• What is expected: Make an exact copy of the entries below with the pictures removed.

Collected data entries

====

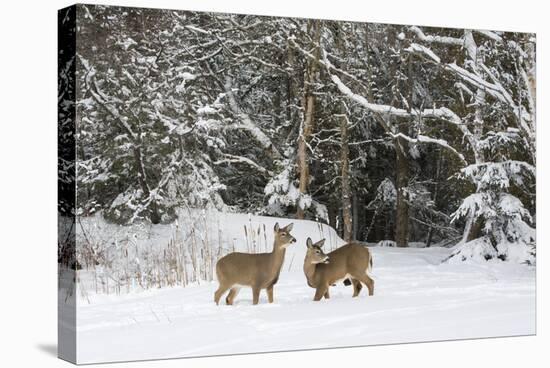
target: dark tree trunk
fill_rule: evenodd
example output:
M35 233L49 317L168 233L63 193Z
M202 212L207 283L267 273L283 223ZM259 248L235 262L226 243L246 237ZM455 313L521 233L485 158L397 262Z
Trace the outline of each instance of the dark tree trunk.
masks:
M328 224L336 229L336 217L338 216L338 206L335 203L330 203L328 206Z
M134 159L136 161L136 171L139 186L143 191L143 197L145 199L148 199L151 195L151 190L149 189L149 184L147 183L147 175L145 172L145 165L143 163L143 153L141 151L140 138L138 138L137 142L134 143ZM149 218L153 224L158 224L160 222L157 202L154 199L151 200L151 204L149 205Z
M470 226L470 229L468 231L468 235L466 235L466 241L469 242L470 240L477 239L481 236L481 230L483 229L483 218L476 217L475 220L473 220L472 225Z
M343 109L342 109L343 110ZM342 149L340 151L342 176L342 219L344 221L344 241L350 242L353 234L353 218L351 214L351 185L349 180L349 146L348 146L348 119L344 114L340 116L340 135Z
M311 20L309 23L309 31L313 34L313 40L316 42L313 60L308 60L306 77L304 78L304 117L303 126L298 137L298 175L300 194L306 194L309 184L309 163L307 152L307 141L313 132L313 114L315 112L315 94L313 93L313 85L317 80L318 63L320 57L319 41L321 35L320 22ZM305 217L305 209L298 204L296 218L303 219Z
M359 199L357 198L357 194L352 195L351 199L351 214L352 214L352 235L351 238L353 240L359 239L359 230L360 230L360 211L359 211Z
M406 142L403 138L395 140L396 152L396 190L395 242L398 247L409 246L409 204L406 189L409 182L409 159L405 153Z
M441 175L441 165L442 165L442 157L443 155L441 154L441 150L438 149L437 150L437 163L436 163L436 167L435 167L435 186L434 186L434 193L433 193L433 201L434 201L434 204L435 206L437 207L437 199L438 199L438 196L439 196L439 177ZM434 221L434 218L432 215L430 215L430 221L433 222ZM429 248L431 245L432 245L432 240L433 240L433 234L434 234L434 227L433 226L430 226L430 228L428 229L428 236L426 238L426 248Z
M294 51L288 44L287 63L291 70L294 68ZM292 121L292 106L294 104L294 84L292 83L292 74L289 72L286 77L286 120Z
M388 218L388 216L384 216L384 236L378 239L391 239L392 237L395 237L395 226L394 222L392 222L391 218Z
M433 226L430 226L430 230L428 230L428 236L426 239L426 248L429 248L432 245L433 235L434 235L434 228Z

====

• Task answer:
target: dark tree trunk
fill_rule: evenodd
example output:
M35 233L49 317L168 233L63 193Z
M202 212L207 283L267 273L283 223ZM259 248L235 262L226 243L246 237ZM455 313L521 233L485 158L397 262Z
Trace the outline of each instance of the dark tree trunk.
masks:
M328 224L336 229L336 217L338 216L338 206L335 203L330 203L328 206Z
M134 159L136 161L136 171L139 186L143 191L143 197L145 199L148 199L151 195L151 190L149 189L149 184L147 183L147 175L145 172L145 165L143 163L143 153L141 151L140 138L138 138L137 142L134 143ZM149 218L153 224L158 224L160 222L157 202L154 199L151 200L151 204L149 205Z
M470 226L470 229L468 231L468 235L466 235L466 241L469 242L470 240L477 239L481 236L481 230L483 229L483 218L476 217L475 220L473 220L472 225Z
M343 109L342 109L343 110ZM342 149L340 151L342 176L342 219L344 221L344 241L350 242L353 234L353 218L351 214L351 185L349 180L349 146L348 146L348 119L344 114L340 116L340 135Z
M311 20L309 23L309 31L313 34L313 40L316 42L313 60L308 60L306 77L304 78L304 117L303 126L298 137L298 175L300 194L306 194L309 184L309 163L307 152L307 141L313 132L313 114L315 112L315 94L313 93L313 85L317 80L318 63L320 57L319 41L321 35L320 22ZM305 217L305 209L298 204L296 218L303 219Z
M359 199L357 198L357 194L352 195L351 199L351 214L352 214L352 235L351 238L353 240L359 239L359 230L360 230L360 211L359 211Z
M406 142L403 138L395 140L396 152L396 190L395 242L398 247L409 246L409 204L406 189L409 182L409 159L405 153Z
M441 175L441 165L442 165L442 157L443 155L441 154L441 150L438 149L437 150L437 163L436 163L436 167L435 167L435 186L434 186L434 193L433 193L433 201L434 201L434 204L435 206L437 207L437 199L438 199L438 196L439 196L439 177ZM434 221L434 218L432 215L430 215L430 221L433 222ZM429 248L431 245L432 245L432 240L433 240L433 234L434 234L434 227L433 226L430 226L430 228L428 229L428 236L426 238L426 248Z
M294 51L288 44L287 63L291 70L294 68ZM292 121L292 106L294 104L294 84L292 83L292 74L289 72L286 77L286 120Z
M388 218L388 216L384 216L384 236L378 239L391 239L392 237L395 237L395 226L394 222L392 222L391 218Z
M433 226L430 226L430 230L428 230L428 236L426 239L426 248L429 248L432 245L433 235L434 235L434 228Z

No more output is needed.